◆ Trecho do texto ◆

┄┄┄┄┄┄┄┄┄┄

AS CORES DA SOCIEDADE – Você tem fome de quê?

AS CORES DA SOCIEDADE – Você tem fome de quê?

Foto divulgação Banda de Rock Titãs

 No final dos anos 80, uma das bandas mais icônicas do rock nacional brasileiro, Os Titãs, cantava de forma entusiasta os versos “a gente não quer só comida / a gente quer comida, diversão e arte”, e ainda queremos, afinal não tem que ser uma coisa ou outra, a arte faz parte – ou deveria fazer – da formação humana, ferramenta importante para expor o que pensamos ou sentimos de maneira crítica e reflexiva. Seja produzindo ou consumindo, a arte nos ajuda a compreender o mundo a nossa volta, e ela está em tudo: no museu, nas igrejas, na favela, nas esquinas, no asfalto. Infelizmente, porém, embora ocupe todos esses espaços, e haja todo tipo de arte sendo disseminada por aí, ela ainda não é acessível a todos e o que é pior, as artes de rua, preta e periférica sofrem preconceitos de toda sorte e são quase sempre marginalizadas e diminuídas.

┄┄┄┄┄┄┄┄┄┄

◆ Objetivo A ◆
Responda sobre o texto a respeito da arte:
(i) Que banda cantava os versos citados, e em que época?
(ii) Que lugares o texto cita como exemplos de onde a arte está?
(iii) Que artes, segundo o texto, sofrem preconceitos e são marginalizadas?

┄┄┄┄┄┄┄┄┄┄

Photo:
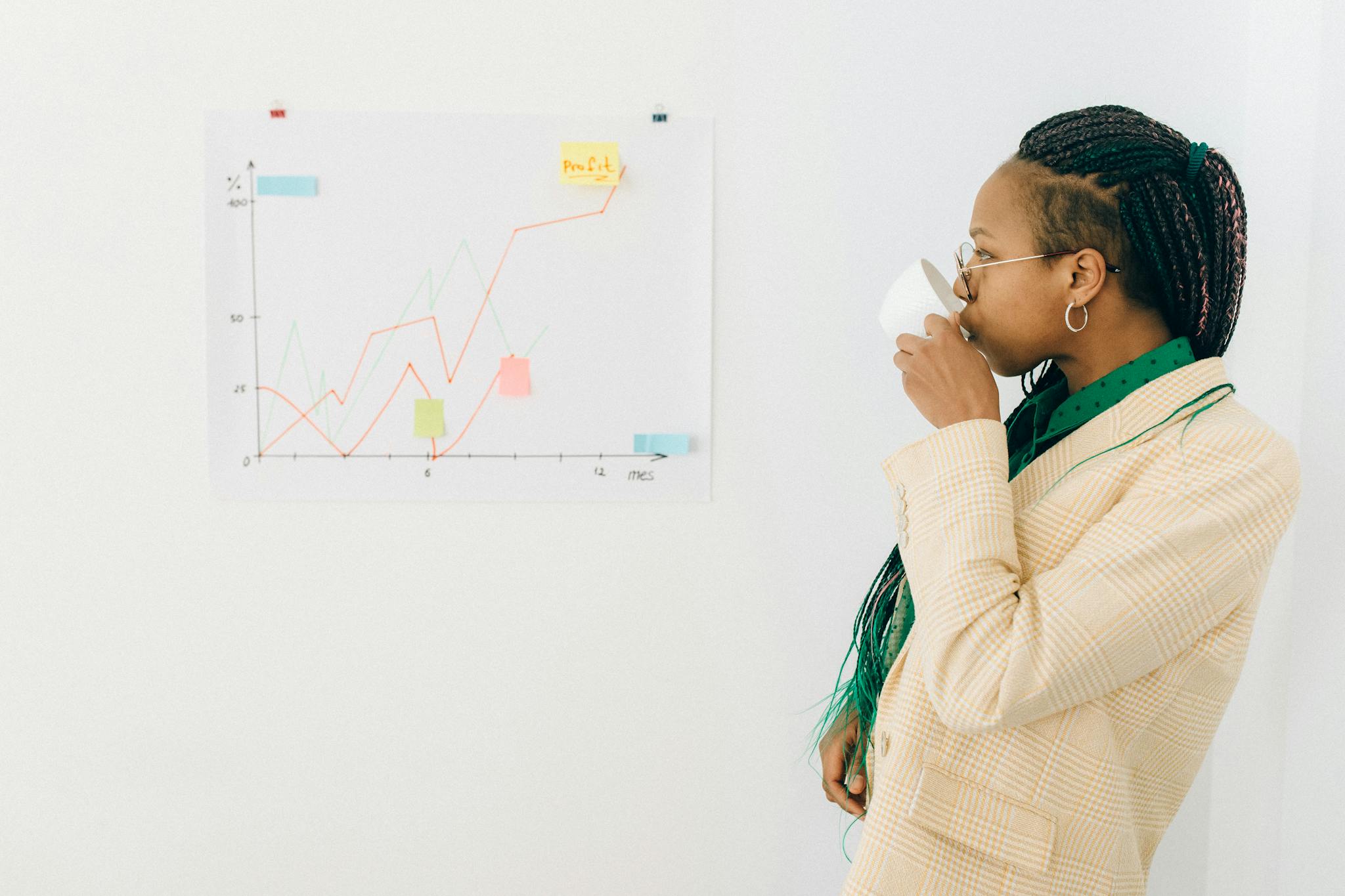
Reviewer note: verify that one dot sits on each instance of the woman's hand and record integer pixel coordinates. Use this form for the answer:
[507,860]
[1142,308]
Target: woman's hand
[944,377]
[837,748]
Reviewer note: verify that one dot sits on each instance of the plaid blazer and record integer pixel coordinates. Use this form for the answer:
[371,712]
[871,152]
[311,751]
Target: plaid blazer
[1074,649]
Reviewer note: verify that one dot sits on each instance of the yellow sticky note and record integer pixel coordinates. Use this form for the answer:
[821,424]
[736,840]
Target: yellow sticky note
[430,417]
[590,163]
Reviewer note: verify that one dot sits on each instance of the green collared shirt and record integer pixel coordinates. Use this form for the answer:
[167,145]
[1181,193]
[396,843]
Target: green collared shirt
[1053,413]
[1048,417]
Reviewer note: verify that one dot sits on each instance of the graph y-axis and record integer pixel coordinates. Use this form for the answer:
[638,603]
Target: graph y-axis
[252,213]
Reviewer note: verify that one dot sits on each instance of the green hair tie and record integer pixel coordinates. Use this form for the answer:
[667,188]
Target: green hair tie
[1195,159]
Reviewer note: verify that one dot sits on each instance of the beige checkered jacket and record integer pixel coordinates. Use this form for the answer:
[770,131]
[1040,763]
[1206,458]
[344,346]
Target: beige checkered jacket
[1072,651]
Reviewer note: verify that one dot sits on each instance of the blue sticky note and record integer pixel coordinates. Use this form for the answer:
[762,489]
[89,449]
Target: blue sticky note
[287,186]
[661,444]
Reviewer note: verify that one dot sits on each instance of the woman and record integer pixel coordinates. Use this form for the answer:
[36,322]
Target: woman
[1047,653]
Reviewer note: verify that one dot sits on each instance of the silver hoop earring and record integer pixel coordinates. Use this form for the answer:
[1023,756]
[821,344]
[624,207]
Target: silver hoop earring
[1067,317]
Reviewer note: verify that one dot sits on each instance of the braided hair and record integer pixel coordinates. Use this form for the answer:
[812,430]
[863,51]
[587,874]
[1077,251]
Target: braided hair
[1115,181]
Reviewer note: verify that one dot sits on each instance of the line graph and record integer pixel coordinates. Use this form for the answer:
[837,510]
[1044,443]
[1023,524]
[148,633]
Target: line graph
[612,281]
[410,368]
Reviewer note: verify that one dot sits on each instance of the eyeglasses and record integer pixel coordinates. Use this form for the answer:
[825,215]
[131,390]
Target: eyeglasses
[966,251]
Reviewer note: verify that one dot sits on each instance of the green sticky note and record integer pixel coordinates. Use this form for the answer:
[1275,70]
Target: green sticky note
[430,417]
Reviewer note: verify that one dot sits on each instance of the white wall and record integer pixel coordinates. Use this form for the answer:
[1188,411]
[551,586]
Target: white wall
[211,698]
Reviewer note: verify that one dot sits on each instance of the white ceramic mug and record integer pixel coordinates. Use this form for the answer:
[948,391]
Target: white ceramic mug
[917,292]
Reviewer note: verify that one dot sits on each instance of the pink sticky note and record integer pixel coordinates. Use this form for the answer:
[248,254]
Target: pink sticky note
[514,378]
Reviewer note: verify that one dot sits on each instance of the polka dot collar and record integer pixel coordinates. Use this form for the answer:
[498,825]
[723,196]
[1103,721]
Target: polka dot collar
[1056,412]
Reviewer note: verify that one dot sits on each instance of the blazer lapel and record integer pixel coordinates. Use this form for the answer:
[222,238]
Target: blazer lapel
[1142,409]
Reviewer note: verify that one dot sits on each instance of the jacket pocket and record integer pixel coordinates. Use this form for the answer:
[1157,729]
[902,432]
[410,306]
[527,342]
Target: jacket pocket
[982,819]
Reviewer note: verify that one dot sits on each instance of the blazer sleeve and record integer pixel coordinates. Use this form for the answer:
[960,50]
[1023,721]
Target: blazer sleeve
[1141,585]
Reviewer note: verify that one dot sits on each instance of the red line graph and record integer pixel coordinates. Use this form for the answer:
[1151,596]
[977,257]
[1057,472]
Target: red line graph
[341,399]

┄┄┄┄┄┄┄┄┄┄

◆ Objetivo B ◆
Reproduza sem alterações as linhas da listagem que começam na linha com "the red line" e vão até o fim da listagem, incluindo as duas pontas.

◆ Resposta final A ◆
(i) Os Titãs, no final dos anos 80.
(ii) O museu, as igrejas, a favela, as esquinas e o asfalto.
(iii) As artes de rua, preta e periférica.

◆ Resposta final B ◆
Reviewer note: verify that one dot sits on each instance of the red line graph and record integer pixel coordinates. Use this form for the answer:
[1151,596]
[977,257]
[1057,472]
Target: red line graph
[341,399]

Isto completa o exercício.